▶ _GOAL_
Identify each line below that contains the word "white", and copy those lines in full.

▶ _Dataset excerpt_
>> START

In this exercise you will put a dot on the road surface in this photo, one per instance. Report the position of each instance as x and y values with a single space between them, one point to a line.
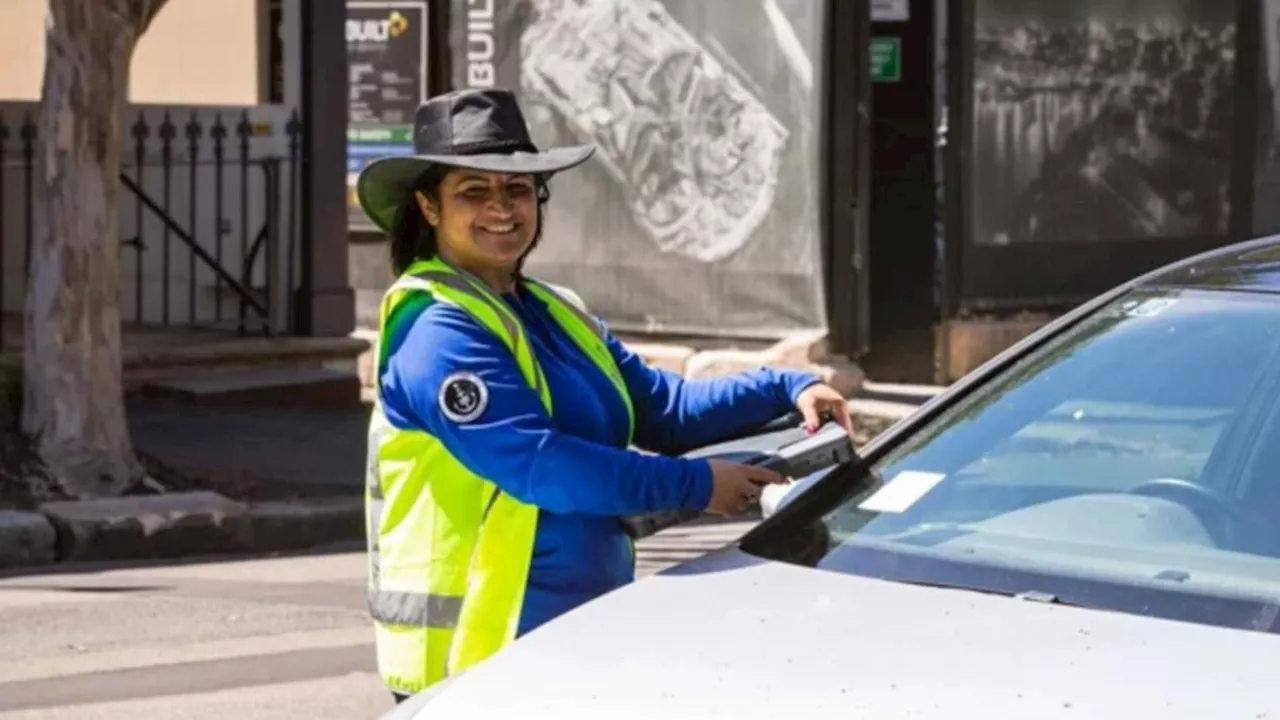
252 639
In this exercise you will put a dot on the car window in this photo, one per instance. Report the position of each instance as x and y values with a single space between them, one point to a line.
1141 441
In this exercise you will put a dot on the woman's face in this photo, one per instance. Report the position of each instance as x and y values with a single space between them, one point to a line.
484 219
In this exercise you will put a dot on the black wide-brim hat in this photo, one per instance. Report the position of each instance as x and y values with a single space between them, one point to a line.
476 130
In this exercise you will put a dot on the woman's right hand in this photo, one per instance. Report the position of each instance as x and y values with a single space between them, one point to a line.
736 487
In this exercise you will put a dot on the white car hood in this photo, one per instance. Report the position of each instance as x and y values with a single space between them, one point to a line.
741 638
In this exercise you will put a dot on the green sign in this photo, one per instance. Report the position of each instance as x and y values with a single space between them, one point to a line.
886 59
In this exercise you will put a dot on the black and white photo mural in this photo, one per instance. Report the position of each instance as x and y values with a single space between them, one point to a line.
1266 187
699 212
1101 119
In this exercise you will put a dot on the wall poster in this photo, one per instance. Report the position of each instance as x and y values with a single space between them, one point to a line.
387 55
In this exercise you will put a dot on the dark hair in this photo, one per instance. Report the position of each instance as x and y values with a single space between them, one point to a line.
412 238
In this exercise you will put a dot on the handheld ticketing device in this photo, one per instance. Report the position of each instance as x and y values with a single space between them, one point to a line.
826 449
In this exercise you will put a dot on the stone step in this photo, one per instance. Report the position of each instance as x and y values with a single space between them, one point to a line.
273 386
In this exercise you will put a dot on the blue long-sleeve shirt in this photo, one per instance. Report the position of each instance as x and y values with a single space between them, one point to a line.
575 464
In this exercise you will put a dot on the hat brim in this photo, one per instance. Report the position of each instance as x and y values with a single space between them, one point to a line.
383 185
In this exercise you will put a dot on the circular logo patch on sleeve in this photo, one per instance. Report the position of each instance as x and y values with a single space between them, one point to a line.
464 396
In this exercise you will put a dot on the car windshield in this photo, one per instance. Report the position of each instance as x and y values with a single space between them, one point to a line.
1132 463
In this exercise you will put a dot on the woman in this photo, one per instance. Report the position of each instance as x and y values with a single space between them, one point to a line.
499 445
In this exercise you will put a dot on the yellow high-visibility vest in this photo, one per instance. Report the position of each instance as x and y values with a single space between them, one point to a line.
448 552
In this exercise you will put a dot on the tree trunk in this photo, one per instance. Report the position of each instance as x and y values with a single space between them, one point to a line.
73 399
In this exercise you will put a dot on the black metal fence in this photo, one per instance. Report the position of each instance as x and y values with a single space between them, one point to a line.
209 218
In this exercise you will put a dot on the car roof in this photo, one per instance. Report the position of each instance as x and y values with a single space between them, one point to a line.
1252 265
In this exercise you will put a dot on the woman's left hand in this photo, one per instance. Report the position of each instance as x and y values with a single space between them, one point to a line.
818 400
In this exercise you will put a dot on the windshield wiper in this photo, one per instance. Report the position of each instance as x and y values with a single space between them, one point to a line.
1031 596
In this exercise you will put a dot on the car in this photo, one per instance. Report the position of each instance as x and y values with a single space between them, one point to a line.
1083 527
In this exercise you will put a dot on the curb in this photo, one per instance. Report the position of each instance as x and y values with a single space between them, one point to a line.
173 525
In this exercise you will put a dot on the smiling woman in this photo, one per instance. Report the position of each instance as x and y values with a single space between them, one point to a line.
510 429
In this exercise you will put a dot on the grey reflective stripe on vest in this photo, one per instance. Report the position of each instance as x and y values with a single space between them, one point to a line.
405 609
416 610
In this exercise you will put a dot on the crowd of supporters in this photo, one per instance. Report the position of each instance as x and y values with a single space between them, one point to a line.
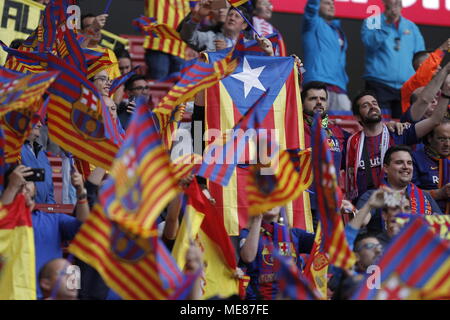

>> END

▶ _COMPLETED EXERCISE_
In this exercise you will put a dot on the white car hood in this photo, one per instance. Report the position of each instance as x and y values with a single space between them, one point to a line.
In this exercise you will put a dot on the black and white photo mural in this photo, one per instance. Report the position of each instance as x and y values with a single space between them, one point to a line.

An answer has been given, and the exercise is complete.